◆ ACTION ITEM
Among the entries below, only the lines starting at the one with "[[233, 261], [203, 366]]" and ending at the one with "[[502, 403], [537, 338], [172, 194]]", both included, are to be printed exactly.

◆ EXCERPTED RECORDS
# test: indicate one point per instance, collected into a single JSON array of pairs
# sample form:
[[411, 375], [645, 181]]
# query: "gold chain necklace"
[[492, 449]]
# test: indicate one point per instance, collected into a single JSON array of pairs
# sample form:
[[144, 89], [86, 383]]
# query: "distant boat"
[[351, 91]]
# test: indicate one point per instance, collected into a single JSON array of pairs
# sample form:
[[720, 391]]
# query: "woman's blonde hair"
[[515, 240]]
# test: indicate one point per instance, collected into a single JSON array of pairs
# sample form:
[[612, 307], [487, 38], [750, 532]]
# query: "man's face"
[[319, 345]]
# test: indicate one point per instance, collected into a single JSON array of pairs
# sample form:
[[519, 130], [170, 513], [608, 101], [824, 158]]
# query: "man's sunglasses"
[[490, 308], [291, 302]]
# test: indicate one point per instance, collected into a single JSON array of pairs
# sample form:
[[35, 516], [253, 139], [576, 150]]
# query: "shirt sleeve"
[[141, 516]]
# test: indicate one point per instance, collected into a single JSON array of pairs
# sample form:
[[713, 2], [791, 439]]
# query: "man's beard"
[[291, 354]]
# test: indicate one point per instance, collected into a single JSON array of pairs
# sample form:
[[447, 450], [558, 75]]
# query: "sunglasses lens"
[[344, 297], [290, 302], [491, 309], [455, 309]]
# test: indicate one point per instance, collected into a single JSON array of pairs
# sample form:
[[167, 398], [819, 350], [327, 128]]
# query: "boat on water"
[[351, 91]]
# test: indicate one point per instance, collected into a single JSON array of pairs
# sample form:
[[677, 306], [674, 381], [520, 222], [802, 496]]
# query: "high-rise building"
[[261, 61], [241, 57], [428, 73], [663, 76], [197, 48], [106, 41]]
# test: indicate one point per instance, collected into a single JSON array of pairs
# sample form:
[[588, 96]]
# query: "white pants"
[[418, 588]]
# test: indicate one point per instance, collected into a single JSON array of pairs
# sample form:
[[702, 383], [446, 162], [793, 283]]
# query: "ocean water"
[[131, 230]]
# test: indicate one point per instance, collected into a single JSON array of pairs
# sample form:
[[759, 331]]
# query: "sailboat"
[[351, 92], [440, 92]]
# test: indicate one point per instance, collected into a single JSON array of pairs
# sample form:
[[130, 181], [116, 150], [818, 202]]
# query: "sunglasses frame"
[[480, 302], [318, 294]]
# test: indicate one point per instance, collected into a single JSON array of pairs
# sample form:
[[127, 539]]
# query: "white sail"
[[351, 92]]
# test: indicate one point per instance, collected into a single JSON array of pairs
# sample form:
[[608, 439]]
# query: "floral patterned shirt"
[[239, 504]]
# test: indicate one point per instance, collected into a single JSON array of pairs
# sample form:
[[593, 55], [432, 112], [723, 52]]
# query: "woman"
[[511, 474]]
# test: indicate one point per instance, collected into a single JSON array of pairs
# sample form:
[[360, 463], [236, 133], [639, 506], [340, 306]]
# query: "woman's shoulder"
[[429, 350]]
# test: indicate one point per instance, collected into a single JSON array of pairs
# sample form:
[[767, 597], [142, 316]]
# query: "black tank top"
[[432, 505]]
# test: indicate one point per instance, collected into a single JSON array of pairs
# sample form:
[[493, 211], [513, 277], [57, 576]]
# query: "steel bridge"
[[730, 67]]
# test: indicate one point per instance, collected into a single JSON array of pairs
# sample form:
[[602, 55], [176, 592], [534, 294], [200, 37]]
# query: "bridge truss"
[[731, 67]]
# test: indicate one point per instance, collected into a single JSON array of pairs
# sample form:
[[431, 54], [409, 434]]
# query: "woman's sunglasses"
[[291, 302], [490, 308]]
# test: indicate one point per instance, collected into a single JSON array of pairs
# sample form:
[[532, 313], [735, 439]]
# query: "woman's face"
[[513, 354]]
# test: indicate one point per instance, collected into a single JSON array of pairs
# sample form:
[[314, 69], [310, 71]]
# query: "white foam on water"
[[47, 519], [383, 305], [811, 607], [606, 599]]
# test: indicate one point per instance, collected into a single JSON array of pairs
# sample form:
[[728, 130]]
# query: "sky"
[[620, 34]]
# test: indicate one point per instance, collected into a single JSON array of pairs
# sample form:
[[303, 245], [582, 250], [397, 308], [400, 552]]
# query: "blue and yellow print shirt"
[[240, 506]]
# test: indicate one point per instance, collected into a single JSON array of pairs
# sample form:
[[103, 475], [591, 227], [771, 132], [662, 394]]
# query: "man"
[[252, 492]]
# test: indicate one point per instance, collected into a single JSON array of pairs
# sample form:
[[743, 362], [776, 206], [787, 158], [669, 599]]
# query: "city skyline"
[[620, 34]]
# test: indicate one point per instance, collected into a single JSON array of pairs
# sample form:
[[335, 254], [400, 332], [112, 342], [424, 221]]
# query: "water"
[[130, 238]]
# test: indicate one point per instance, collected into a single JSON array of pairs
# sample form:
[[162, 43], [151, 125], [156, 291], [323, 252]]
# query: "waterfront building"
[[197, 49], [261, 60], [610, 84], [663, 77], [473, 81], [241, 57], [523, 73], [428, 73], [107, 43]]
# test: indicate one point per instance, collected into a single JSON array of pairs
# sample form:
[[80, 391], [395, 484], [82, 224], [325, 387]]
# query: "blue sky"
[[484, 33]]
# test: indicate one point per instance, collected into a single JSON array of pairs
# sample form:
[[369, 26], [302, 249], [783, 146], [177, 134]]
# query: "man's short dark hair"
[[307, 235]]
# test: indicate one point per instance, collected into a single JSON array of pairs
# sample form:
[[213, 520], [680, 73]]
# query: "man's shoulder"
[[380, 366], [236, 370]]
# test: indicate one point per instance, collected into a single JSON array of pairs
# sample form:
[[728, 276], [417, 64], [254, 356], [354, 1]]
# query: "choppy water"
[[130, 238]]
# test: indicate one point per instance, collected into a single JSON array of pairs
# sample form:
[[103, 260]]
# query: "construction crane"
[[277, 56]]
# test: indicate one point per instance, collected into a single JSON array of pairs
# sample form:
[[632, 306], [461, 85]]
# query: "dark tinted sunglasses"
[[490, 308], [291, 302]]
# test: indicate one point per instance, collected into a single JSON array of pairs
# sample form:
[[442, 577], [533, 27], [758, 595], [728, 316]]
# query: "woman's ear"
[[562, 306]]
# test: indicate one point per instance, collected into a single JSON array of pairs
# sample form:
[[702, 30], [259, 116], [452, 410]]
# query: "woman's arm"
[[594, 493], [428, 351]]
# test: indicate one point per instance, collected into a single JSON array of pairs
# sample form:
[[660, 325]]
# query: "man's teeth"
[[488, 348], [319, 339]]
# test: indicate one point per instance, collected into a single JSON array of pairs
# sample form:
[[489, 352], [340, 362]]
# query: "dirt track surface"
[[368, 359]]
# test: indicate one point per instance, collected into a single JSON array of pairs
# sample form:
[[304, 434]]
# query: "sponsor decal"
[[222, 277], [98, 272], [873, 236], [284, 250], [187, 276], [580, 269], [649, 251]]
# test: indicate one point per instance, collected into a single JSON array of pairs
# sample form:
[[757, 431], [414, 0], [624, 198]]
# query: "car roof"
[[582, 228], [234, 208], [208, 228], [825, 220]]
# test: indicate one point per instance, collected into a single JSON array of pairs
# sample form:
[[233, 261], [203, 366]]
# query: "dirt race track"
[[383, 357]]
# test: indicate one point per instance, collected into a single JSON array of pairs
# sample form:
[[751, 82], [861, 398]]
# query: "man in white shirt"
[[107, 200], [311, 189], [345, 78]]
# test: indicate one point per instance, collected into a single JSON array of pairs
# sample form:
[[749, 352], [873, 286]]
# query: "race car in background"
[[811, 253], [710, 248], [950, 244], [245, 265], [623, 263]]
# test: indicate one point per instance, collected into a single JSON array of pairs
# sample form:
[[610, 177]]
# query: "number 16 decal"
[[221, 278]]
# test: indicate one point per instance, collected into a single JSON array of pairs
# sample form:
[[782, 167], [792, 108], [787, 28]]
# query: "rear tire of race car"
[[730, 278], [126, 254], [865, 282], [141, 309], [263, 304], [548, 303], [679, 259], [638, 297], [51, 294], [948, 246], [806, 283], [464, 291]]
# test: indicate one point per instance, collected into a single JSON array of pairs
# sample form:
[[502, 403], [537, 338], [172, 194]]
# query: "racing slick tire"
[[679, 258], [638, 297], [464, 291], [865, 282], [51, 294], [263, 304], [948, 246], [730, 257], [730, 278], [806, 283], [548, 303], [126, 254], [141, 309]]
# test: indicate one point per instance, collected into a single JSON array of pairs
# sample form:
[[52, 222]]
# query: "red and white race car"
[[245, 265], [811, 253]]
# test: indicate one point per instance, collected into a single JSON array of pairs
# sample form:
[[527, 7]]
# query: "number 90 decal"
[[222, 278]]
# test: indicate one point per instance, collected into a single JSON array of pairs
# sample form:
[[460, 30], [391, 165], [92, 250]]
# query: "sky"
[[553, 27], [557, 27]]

◆ COMPLETED EXERCISE
[[233, 261], [203, 366]]
# query: "dirt race track"
[[383, 357]]
# test: indicate one point per instance, collected into a single JSON array of pairs
# sample form:
[[751, 82], [861, 398]]
# query: "man in white shirt"
[[107, 200], [311, 189], [345, 78]]
# test: indicate one point per instance, collected into a single JSON array of pairs
# sample form:
[[749, 352], [873, 286]]
# query: "race car in background"
[[811, 253], [710, 248], [950, 244], [245, 265], [623, 263]]
# test: indicate one point per instance, collected into a single JSON array of pairs
# sample form:
[[610, 177]]
# query: "number 16 decal"
[[221, 278]]
# test: indicate one point per instance, collected into a single JSON array of pairs
# sample form:
[[782, 167], [792, 108], [787, 28]]
# query: "rear tire of race car"
[[730, 278], [126, 254], [865, 282], [141, 309], [263, 304], [548, 303], [679, 259], [638, 297], [51, 294], [948, 246], [806, 283], [464, 291]]
# test: indicate one point per instance, collected into a single JSON array of pairs
# sample form:
[[502, 403], [537, 338], [172, 194]]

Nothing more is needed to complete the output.